◆ WHAT THE TASK REQUIRES ◆
Can you reproduce every line of the listing below without any changes?

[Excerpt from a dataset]
* Start *

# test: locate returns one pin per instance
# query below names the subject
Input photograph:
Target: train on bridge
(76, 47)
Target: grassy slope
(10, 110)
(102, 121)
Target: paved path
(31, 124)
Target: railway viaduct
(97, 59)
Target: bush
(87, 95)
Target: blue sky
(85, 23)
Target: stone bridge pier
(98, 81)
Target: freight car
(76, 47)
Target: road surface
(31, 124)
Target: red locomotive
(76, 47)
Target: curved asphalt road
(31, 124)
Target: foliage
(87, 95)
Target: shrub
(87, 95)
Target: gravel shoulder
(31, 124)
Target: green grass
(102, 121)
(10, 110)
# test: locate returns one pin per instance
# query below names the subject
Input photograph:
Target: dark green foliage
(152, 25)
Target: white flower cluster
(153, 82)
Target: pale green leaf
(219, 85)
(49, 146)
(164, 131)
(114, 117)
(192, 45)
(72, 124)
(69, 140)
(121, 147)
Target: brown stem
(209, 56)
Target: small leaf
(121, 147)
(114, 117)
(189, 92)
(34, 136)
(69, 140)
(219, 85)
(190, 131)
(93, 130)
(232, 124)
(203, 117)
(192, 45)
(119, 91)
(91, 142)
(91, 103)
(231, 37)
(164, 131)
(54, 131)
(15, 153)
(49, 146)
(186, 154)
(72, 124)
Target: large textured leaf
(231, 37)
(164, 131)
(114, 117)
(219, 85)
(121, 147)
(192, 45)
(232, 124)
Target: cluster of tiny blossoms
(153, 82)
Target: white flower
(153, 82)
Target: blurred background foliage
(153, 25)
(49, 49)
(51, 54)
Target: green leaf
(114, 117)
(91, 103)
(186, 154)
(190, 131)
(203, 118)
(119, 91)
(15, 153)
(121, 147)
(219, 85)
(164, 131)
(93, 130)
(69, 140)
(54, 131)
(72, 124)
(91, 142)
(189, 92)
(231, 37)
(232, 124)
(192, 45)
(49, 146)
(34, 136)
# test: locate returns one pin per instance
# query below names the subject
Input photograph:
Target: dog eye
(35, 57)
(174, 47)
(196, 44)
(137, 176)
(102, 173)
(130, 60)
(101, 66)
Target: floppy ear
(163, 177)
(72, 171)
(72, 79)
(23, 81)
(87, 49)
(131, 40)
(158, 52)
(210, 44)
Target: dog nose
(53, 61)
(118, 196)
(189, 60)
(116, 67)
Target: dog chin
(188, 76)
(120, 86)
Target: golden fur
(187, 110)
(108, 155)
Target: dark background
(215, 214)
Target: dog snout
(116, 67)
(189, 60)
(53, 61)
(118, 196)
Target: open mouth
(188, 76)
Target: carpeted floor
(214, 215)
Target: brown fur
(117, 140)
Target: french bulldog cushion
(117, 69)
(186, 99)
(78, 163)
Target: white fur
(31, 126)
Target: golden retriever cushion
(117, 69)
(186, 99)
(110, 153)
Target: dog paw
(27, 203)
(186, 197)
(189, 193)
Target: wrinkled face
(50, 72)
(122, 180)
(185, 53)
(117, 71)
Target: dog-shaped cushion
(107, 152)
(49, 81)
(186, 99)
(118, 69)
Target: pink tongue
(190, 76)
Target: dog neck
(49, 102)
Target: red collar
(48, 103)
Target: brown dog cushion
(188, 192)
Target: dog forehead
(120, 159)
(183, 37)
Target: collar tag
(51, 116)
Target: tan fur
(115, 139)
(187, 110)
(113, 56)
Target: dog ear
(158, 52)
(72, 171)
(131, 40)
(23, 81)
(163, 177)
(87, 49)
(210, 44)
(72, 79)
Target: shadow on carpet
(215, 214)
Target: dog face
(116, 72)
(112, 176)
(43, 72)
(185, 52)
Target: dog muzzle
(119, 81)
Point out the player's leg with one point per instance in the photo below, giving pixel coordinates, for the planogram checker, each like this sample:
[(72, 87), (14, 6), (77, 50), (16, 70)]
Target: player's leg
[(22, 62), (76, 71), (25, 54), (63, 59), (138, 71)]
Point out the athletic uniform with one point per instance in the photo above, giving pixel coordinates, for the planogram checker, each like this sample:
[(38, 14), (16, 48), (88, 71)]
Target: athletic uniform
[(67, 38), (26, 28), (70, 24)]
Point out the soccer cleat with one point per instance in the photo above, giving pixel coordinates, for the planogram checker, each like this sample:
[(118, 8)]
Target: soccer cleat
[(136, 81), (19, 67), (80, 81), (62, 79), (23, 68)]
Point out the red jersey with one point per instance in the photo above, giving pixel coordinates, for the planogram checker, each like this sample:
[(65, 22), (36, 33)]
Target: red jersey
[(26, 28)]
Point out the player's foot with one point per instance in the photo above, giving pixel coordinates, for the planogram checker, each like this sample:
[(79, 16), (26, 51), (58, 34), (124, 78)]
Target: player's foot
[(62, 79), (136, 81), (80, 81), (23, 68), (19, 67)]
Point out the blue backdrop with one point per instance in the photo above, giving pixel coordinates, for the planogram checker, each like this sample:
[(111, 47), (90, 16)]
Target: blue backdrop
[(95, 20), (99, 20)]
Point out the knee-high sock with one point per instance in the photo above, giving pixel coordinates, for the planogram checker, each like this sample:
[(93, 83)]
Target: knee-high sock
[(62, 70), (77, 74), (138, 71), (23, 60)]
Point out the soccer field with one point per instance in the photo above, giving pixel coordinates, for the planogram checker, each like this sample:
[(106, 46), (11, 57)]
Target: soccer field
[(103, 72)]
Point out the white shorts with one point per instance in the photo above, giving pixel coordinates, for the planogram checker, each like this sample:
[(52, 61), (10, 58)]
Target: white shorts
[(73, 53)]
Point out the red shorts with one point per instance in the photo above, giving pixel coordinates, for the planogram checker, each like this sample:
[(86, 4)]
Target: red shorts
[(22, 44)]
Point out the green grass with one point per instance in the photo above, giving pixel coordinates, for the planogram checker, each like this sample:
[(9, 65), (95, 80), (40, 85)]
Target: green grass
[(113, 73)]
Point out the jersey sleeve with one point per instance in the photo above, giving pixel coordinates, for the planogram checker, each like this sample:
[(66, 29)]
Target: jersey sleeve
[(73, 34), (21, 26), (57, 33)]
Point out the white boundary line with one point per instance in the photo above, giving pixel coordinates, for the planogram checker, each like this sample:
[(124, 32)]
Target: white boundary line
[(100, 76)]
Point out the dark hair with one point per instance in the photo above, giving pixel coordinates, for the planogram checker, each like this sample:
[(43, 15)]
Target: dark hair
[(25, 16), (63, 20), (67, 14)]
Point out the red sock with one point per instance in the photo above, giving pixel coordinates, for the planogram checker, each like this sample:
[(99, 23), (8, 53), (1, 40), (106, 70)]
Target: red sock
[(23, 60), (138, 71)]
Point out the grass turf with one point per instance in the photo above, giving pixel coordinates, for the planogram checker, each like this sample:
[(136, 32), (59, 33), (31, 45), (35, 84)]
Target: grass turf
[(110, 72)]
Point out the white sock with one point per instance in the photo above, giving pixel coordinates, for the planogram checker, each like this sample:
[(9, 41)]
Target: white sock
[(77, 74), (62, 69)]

* End *

◆ RESULT ◆
# test: locate returns one pin per instance
# query below names the subject
Input photograph:
Target: train on bridge
(76, 47)
Target: grassy slope
(10, 110)
(102, 121)
Target: paved path
(31, 124)
Target: railway viaduct
(97, 59)
Target: bush
(87, 95)
Target: blue sky
(85, 23)
Target: stone bridge pier
(98, 81)
Target: freight car
(76, 47)
Target: road surface
(31, 124)
Target: red locomotive
(76, 47)
Target: curved asphalt road
(31, 124)
Target: foliage
(87, 95)
Target: shrub
(87, 95)
Target: gravel shoulder
(31, 124)
Target: green grass
(102, 121)
(10, 110)
# test: locate returns one pin per instance
# query below names the subject
Input photograph:
Target: dark green foliage
(152, 25)
Target: white flower cluster
(153, 82)
Target: pale green leaf
(219, 85)
(49, 146)
(164, 131)
(114, 117)
(192, 45)
(72, 124)
(69, 140)
(121, 147)
Target: brown stem
(209, 56)
Target: small leaf
(121, 147)
(114, 117)
(189, 92)
(34, 136)
(69, 140)
(219, 85)
(190, 131)
(93, 130)
(232, 124)
(203, 117)
(192, 45)
(119, 91)
(91, 142)
(91, 103)
(231, 37)
(164, 131)
(54, 131)
(15, 153)
(49, 146)
(186, 154)
(72, 124)
Target: large textured leaf
(231, 37)
(164, 131)
(114, 117)
(219, 85)
(121, 147)
(192, 45)
(232, 124)
Target: cluster of tiny blossoms
(153, 82)
Target: white flower
(153, 82)
Target: blurred background foliage
(153, 25)
(49, 49)
(51, 54)
Target: green leaf
(114, 117)
(91, 103)
(186, 154)
(190, 131)
(203, 118)
(119, 91)
(15, 153)
(121, 147)
(219, 85)
(164, 131)
(93, 130)
(69, 140)
(54, 131)
(72, 124)
(91, 142)
(189, 92)
(231, 37)
(232, 124)
(192, 45)
(49, 146)
(34, 136)
# test: locate returns one pin per instance
# query below names the subject
Input photograph:
Target: dog eye
(35, 57)
(174, 47)
(196, 44)
(137, 176)
(102, 173)
(130, 60)
(101, 66)
Target: floppy ear
(163, 177)
(72, 171)
(72, 79)
(23, 81)
(87, 49)
(131, 40)
(158, 52)
(210, 44)
Target: dog nose
(53, 61)
(118, 196)
(189, 60)
(116, 67)
Target: dog chin
(188, 76)
(120, 86)
Target: golden fur
(187, 110)
(108, 155)
Target: dark background
(215, 214)
Target: dog snout
(116, 67)
(189, 60)
(53, 61)
(118, 196)
Target: open mouth
(188, 76)
Target: carpeted floor
(214, 215)
Target: brown fur
(117, 140)
Target: french bulldog cushion
(117, 69)
(186, 99)
(78, 163)
Target: white fur
(31, 126)
Target: golden retriever cushion
(117, 69)
(186, 99)
(110, 153)
Target: dog paw
(27, 203)
(186, 197)
(189, 193)
Target: wrinkled face
(50, 72)
(122, 180)
(185, 53)
(117, 71)
Target: dog-shaped cushion
(107, 152)
(49, 81)
(186, 99)
(118, 69)
Target: pink tongue
(190, 76)
Target: dog neck
(49, 102)
Target: red collar
(48, 103)
Target: brown dog cushion
(188, 192)
Target: dog forehead
(120, 159)
(183, 37)
Target: collar tag
(51, 116)
Target: tan fur
(115, 139)
(187, 110)
(113, 56)
Target: dog ear
(158, 52)
(72, 171)
(131, 40)
(23, 81)
(163, 177)
(87, 49)
(210, 44)
(72, 79)
Target: shadow on carpet
(215, 214)
Target: dog face
(116, 72)
(112, 176)
(43, 72)
(185, 52)
Target: dog muzzle
(119, 81)
Point out the player's leg with one point per instance in the photo below, giving pixel coordinates, for the planogram checker, each like this sample:
[(72, 87), (14, 6), (77, 50), (16, 70)]
Target: player's leg
[(22, 62), (76, 71), (25, 54), (63, 59), (138, 71)]
Point out the athletic uniform with one point per instance in the photo above, giving pixel coordinates, for the planogram checker, each like this sample:
[(38, 14), (16, 48), (88, 71)]
Target: athletic uniform
[(67, 38), (26, 28), (70, 24)]
Point out the soccer cleat with one point per instance in the photo above, giving pixel coordinates, for the planogram checker, each like this sample:
[(118, 8)]
Target: soccer cleat
[(136, 81), (19, 67), (80, 81), (62, 79), (23, 68)]
Point out the red jersey with one point per instance in the photo above, giving pixel coordinates, for the planogram checker, each like this sample:
[(65, 22), (36, 33)]
Target: red jersey
[(26, 28)]
Point out the player's foot with one point per instance in the photo above, giving pixel coordinates, for the planogram checker, each like this sample:
[(79, 16), (26, 51), (58, 34), (124, 78)]
Target: player's foot
[(62, 79), (136, 81), (80, 81), (23, 68), (19, 67)]
Point out the blue backdrop with one point per instance in the photo above, giving pixel coordinates, for the planogram checker, each like this sample:
[(111, 47), (90, 16)]
Target: blue backdrop
[(95, 20), (99, 20)]
Point out the knee-high sock with one point per instance in the photo above, giving pixel coordinates, for the planogram checker, each like this sample:
[(93, 83)]
Target: knee-high sock
[(62, 70), (77, 74), (138, 71), (23, 60)]
Point out the soccer field with one point per instance in the photo above, giving pixel coordinates, for the planogram checker, each like this sample:
[(106, 46), (11, 57)]
Target: soccer field
[(103, 72)]
Point out the white shorts with one point per instance in the photo above, giving pixel coordinates, for the planogram checker, each like this sample:
[(52, 61), (10, 58)]
Target: white shorts
[(73, 53)]
Point out the red shorts with one point per instance in the photo above, giving pixel coordinates, for the planogram checker, each like this sample:
[(86, 4)]
Target: red shorts
[(22, 44)]
Point out the green grass with one point per instance in the photo above, giving pixel coordinates, for the planogram checker, each like this sample:
[(9, 65), (95, 80), (40, 85)]
Target: green grass
[(113, 73)]
Point out the jersey sleeve with one point per instance in the photo above, giving pixel coordinates, for the planogram checker, each like this sample:
[(66, 29)]
Target: jersey sleeve
[(73, 34), (21, 26), (57, 33)]
Point out the white boundary line with one point per instance in the photo above, giving pixel coordinates, for the planogram checker, each like this sample:
[(124, 32)]
Target: white boundary line
[(100, 76)]
Point out the dark hair with one point per instance in the photo above, giving pixel coordinates, for the planogram checker, each like this sample:
[(43, 15)]
Target: dark hair
[(25, 16), (63, 20), (67, 14)]
Point out the red sock with one point per instance in the photo above, giving pixel coordinates, for the planogram checker, each like this sample:
[(99, 23), (8, 53), (1, 40), (106, 70)]
Target: red sock
[(23, 60), (138, 71)]
Point out the grass turf with one point per instance in the photo above, giving pixel coordinates, for the planogram checker, each like this sample:
[(136, 32), (59, 33), (31, 45), (35, 84)]
Target: grass turf
[(110, 72)]
Point out the white sock with one point per instance in the photo above, giving pixel coordinates, for the planogram checker, each like this sample:
[(9, 41)]
Target: white sock
[(77, 74), (62, 69)]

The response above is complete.